Directions = If a line in the listing below contains the word "blue", count it, then please give only the number of such lines.
⁂
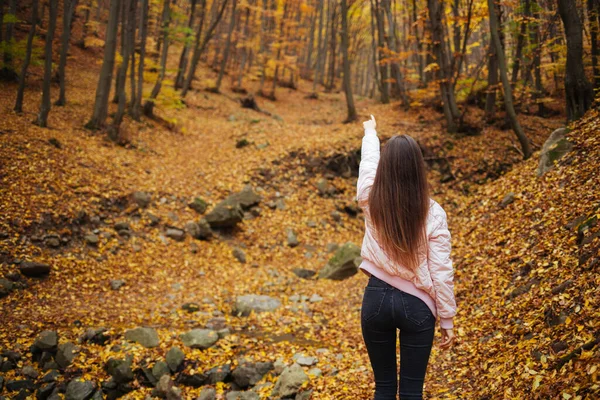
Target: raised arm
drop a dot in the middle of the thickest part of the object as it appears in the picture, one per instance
(369, 160)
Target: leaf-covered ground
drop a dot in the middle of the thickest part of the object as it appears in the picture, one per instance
(526, 274)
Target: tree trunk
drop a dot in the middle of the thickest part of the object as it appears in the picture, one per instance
(508, 102)
(137, 104)
(227, 46)
(347, 84)
(183, 59)
(108, 63)
(69, 9)
(22, 77)
(42, 119)
(578, 90)
(166, 19)
(199, 48)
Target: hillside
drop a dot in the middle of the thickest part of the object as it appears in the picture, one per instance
(526, 273)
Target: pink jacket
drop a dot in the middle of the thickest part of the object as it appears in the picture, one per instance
(432, 281)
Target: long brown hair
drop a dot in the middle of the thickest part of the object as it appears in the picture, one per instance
(399, 201)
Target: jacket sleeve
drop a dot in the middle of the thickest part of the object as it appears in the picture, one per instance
(368, 164)
(442, 273)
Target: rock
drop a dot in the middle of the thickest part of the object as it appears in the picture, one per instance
(6, 287)
(174, 358)
(292, 240)
(244, 305)
(219, 374)
(120, 370)
(191, 307)
(116, 284)
(225, 216)
(34, 269)
(47, 340)
(245, 199)
(305, 361)
(508, 199)
(199, 230)
(207, 394)
(198, 205)
(239, 255)
(343, 264)
(65, 354)
(290, 381)
(160, 369)
(235, 395)
(303, 273)
(249, 374)
(315, 298)
(200, 338)
(91, 239)
(147, 337)
(29, 372)
(175, 234)
(79, 390)
(19, 384)
(555, 147)
(142, 199)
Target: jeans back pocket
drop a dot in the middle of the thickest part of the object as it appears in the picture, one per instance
(372, 302)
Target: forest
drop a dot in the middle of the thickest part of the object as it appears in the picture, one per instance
(178, 214)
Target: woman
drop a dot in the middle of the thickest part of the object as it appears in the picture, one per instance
(406, 253)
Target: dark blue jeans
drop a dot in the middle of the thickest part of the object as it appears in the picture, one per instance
(385, 310)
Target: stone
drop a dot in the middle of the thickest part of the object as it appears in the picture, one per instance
(200, 338)
(142, 199)
(249, 374)
(79, 390)
(65, 354)
(508, 199)
(34, 269)
(174, 358)
(303, 273)
(292, 239)
(47, 340)
(175, 234)
(91, 239)
(554, 148)
(147, 337)
(207, 394)
(116, 284)
(120, 370)
(6, 287)
(343, 264)
(245, 304)
(235, 395)
(198, 205)
(239, 255)
(225, 216)
(290, 381)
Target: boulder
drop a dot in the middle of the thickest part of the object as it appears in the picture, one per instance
(47, 340)
(79, 390)
(174, 358)
(200, 338)
(175, 234)
(555, 147)
(198, 205)
(65, 354)
(290, 381)
(34, 269)
(225, 216)
(343, 264)
(249, 374)
(142, 199)
(244, 305)
(147, 337)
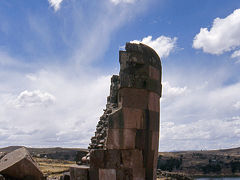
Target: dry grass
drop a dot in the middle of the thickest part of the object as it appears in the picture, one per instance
(52, 167)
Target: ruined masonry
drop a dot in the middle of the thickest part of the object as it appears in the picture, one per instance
(125, 145)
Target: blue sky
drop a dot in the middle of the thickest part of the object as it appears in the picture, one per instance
(57, 57)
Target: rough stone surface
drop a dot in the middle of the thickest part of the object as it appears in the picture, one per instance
(65, 176)
(125, 144)
(1, 177)
(20, 165)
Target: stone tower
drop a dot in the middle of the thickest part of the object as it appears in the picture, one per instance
(125, 145)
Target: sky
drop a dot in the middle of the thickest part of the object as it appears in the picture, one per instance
(57, 58)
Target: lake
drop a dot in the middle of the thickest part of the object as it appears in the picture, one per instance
(218, 178)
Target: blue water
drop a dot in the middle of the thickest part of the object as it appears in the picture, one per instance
(227, 178)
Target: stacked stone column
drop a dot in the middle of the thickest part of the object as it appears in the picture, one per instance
(130, 148)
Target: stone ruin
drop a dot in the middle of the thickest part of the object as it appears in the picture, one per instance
(19, 164)
(125, 145)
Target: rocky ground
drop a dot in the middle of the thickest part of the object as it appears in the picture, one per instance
(53, 162)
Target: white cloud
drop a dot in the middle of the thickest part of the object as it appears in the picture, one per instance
(162, 45)
(170, 91)
(123, 1)
(223, 36)
(237, 105)
(56, 4)
(34, 98)
(235, 54)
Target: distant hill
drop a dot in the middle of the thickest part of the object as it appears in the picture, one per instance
(71, 154)
(224, 162)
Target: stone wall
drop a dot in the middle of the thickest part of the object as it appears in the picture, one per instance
(125, 145)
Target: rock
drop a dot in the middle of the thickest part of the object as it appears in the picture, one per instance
(2, 154)
(20, 165)
(1, 177)
(65, 176)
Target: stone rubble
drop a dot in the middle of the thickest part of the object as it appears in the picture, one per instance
(125, 145)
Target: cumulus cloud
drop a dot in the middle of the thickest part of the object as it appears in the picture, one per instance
(235, 54)
(122, 1)
(171, 91)
(34, 98)
(163, 45)
(237, 105)
(223, 36)
(56, 4)
(197, 118)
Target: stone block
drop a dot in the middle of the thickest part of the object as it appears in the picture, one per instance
(112, 158)
(134, 118)
(79, 172)
(139, 174)
(150, 166)
(107, 174)
(134, 98)
(154, 140)
(153, 121)
(132, 158)
(121, 139)
(154, 73)
(93, 174)
(97, 158)
(124, 174)
(140, 141)
(65, 176)
(116, 120)
(154, 102)
(1, 177)
(19, 164)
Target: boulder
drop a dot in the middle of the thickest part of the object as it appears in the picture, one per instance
(1, 177)
(19, 164)
(2, 154)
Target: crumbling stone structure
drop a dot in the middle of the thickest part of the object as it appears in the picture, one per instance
(19, 164)
(125, 145)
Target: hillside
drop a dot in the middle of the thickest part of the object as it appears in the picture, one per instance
(224, 162)
(70, 154)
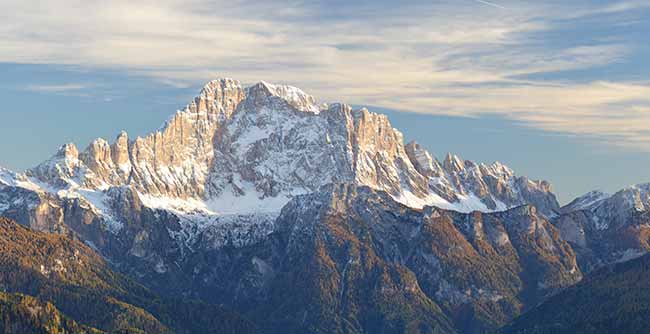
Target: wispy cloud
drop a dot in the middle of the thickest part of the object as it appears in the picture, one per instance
(490, 4)
(441, 57)
(60, 88)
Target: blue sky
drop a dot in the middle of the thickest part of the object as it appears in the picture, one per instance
(556, 90)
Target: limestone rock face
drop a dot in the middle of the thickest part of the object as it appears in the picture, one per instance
(250, 149)
(606, 228)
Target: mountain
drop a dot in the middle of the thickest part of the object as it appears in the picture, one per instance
(223, 167)
(312, 217)
(352, 259)
(605, 228)
(62, 276)
(614, 299)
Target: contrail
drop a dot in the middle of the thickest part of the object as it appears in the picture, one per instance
(490, 4)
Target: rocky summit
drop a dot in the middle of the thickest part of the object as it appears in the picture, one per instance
(311, 217)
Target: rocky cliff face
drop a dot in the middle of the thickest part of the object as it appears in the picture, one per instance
(350, 259)
(232, 201)
(242, 150)
(605, 228)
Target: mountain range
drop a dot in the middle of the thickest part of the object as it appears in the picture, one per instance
(308, 217)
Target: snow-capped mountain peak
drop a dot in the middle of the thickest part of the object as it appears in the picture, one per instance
(236, 150)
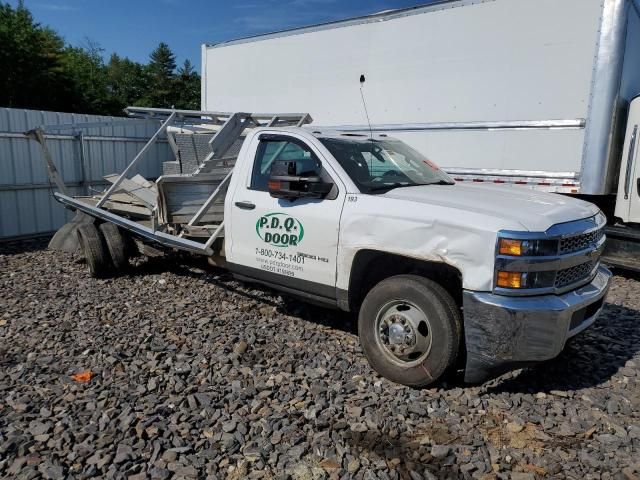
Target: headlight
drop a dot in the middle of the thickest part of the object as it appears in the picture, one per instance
(520, 280)
(527, 248)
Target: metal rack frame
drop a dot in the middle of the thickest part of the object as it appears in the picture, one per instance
(231, 127)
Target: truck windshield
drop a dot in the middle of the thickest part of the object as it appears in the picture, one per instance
(379, 165)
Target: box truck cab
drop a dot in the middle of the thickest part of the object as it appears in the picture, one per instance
(437, 270)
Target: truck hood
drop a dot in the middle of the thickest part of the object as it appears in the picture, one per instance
(535, 211)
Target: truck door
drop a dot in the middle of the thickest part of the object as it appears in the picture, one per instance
(290, 243)
(628, 197)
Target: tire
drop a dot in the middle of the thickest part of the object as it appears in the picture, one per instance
(94, 249)
(116, 245)
(410, 330)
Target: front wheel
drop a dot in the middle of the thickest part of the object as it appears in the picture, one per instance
(410, 329)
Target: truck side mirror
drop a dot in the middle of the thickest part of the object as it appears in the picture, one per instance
(284, 182)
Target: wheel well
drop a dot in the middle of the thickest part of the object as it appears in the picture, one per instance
(370, 267)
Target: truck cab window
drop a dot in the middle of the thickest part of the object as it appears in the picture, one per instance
(269, 151)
⁂
Output for this exercise = 4